課題文:
「Where can the cumulus」を含む行から末尾の行までを、一字も変えずにそのまま繰り返しなさい。

抽出した記録:
┌────────

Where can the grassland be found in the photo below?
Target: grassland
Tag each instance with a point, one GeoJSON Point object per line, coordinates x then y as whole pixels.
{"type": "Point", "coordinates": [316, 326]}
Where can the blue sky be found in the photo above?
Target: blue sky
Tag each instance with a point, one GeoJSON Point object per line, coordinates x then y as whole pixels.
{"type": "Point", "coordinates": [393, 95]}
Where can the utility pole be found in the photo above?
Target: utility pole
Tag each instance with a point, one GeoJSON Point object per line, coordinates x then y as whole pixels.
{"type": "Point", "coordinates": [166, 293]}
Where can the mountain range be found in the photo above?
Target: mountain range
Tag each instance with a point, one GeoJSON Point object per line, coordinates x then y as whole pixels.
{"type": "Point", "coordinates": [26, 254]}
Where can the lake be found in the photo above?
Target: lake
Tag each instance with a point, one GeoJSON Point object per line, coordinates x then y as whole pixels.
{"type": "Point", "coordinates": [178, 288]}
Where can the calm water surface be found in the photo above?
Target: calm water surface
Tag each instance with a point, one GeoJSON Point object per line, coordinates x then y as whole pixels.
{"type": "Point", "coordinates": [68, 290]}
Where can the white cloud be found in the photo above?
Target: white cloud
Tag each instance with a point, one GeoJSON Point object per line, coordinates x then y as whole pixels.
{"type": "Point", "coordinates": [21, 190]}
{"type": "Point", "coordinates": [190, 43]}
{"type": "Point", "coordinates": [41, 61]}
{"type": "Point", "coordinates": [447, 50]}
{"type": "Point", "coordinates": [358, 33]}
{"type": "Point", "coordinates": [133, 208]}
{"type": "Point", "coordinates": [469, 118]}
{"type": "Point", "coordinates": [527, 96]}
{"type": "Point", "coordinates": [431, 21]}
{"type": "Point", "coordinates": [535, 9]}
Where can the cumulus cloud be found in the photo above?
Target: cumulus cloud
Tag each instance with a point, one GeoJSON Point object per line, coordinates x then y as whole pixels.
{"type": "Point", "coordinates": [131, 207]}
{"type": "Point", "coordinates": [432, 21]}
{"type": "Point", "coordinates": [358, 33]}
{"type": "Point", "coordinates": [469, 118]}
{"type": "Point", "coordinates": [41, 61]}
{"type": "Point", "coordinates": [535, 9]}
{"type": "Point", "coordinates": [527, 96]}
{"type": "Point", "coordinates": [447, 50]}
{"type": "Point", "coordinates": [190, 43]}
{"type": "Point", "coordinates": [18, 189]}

└────────

解答文:
Where can the cumulus cloud be found in the photo above?
Target: cumulus cloud
Tag each instance with a point, one GeoJSON Point object per line, coordinates x then y as whole pixels.
{"type": "Point", "coordinates": [131, 207]}
{"type": "Point", "coordinates": [432, 21]}
{"type": "Point", "coordinates": [358, 33]}
{"type": "Point", "coordinates": [469, 118]}
{"type": "Point", "coordinates": [41, 61]}
{"type": "Point", "coordinates": [535, 9]}
{"type": "Point", "coordinates": [527, 96]}
{"type": "Point", "coordinates": [447, 50]}
{"type": "Point", "coordinates": [190, 43]}
{"type": "Point", "coordinates": [18, 189]}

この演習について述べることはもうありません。